■ **Task statement**
Please give these lines as a numbered list, leaving out any blank lines.

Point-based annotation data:
☆ ☆ ☆ ☆
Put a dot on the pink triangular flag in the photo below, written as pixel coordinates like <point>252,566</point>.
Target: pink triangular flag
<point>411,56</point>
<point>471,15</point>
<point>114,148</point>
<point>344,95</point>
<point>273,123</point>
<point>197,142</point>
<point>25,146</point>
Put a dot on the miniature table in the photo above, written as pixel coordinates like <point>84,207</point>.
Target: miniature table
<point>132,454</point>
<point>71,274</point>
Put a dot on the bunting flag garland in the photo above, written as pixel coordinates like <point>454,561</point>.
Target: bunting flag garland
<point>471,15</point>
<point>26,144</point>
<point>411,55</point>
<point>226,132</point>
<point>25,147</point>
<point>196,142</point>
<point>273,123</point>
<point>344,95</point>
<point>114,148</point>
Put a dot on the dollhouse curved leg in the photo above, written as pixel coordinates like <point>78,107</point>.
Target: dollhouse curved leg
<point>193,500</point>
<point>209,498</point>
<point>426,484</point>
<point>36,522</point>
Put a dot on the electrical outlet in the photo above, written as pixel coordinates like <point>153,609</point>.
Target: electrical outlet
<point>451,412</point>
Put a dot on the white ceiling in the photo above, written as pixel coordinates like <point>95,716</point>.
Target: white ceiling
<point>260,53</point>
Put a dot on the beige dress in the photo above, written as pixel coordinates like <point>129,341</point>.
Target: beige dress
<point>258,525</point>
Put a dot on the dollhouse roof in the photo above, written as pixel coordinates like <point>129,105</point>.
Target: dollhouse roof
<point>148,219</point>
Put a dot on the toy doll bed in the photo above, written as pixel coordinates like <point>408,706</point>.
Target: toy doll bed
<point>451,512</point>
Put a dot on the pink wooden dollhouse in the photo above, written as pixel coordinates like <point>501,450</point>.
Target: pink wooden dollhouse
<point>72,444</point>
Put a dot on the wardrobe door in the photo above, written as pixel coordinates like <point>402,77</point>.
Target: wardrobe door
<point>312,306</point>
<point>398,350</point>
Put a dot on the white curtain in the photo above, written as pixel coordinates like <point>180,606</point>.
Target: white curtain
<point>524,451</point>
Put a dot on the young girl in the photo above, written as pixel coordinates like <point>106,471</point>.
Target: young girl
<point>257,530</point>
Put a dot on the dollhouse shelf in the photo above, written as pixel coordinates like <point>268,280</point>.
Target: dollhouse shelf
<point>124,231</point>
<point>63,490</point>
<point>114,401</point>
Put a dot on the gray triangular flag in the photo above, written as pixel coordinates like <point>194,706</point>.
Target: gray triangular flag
☆ ☆ ☆ ☆
■ **Output of the exercise**
1. Put a dot on the pink triangular flag in the photo below, written as pixel coordinates like <point>252,566</point>.
2. Target: pink triangular flag
3. <point>411,56</point>
4. <point>471,15</point>
5. <point>114,148</point>
6. <point>344,95</point>
7. <point>273,123</point>
8. <point>197,142</point>
9. <point>25,146</point>
10. Put a dot on the miniature table in the photo above, written as pixel coordinates like <point>84,207</point>.
11. Target: miniature table
12. <point>132,454</point>
13. <point>71,274</point>
14. Put a dot on the bunting flag garland in the photo above, written as pixel coordinates like <point>454,561</point>.
15. Target: bunting flag garland
16. <point>471,15</point>
17. <point>26,144</point>
18. <point>411,55</point>
19. <point>226,132</point>
20. <point>25,147</point>
21. <point>196,142</point>
22. <point>273,123</point>
23. <point>344,95</point>
24. <point>114,148</point>
25. Put a dot on the dollhouse curved leg in the photo above, written as pixel coordinates like <point>78,107</point>.
26. Target: dollhouse curved leg
27. <point>193,500</point>
28. <point>209,498</point>
29. <point>426,484</point>
30. <point>36,522</point>
31. Put a dot on the electrical outlet in the photo above, written as pixel coordinates like <point>153,609</point>.
32. Target: electrical outlet
33. <point>451,412</point>
34. Put a dot on the white ceiling in the photo above, written as pixel coordinates like <point>95,716</point>.
35. Target: white ceiling
36. <point>260,53</point>
37. Put a dot on the beige dress in the photo above, written as pixel coordinates like <point>129,341</point>.
38. Target: beige dress
39. <point>258,525</point>
40. Put a dot on the dollhouse roof in the photo above, written as pixel coordinates like <point>129,105</point>.
41. Target: dollhouse roof
42. <point>148,219</point>
43. Put a dot on the toy doll bed in the photo above, written as pixel coordinates like <point>408,706</point>.
44. Target: toy doll bed
45. <point>451,512</point>
46. Put a dot on the pink wooden dollhouse in the photo above, written as pixel coordinates like <point>501,450</point>.
47. Target: pink wooden dollhouse
48. <point>72,444</point>
49. Put a dot on the wardrobe door in the photo above, written as pixel coordinates like <point>402,77</point>.
50. Target: wardrobe door
51. <point>312,306</point>
52. <point>398,350</point>
53. Put a dot on the white curtain in the photo above, written as pixel coordinates like <point>180,606</point>.
54. Target: white curtain
55. <point>524,451</point>
56. Put a dot on the young girl in the photo above, written as pixel coordinates like <point>106,471</point>.
57. Target: young girl
58. <point>257,530</point>
59. Put a dot on the dollhouse shelf in the photo above, written as pixel coordinates like <point>268,280</point>.
60. Target: dollhouse shelf
61. <point>124,231</point>
62. <point>63,490</point>
63. <point>114,401</point>
64. Put a dot on the gray triangular flag in the photo above, written as pixel coordinates like <point>194,706</point>.
65. Target: gray triangular flag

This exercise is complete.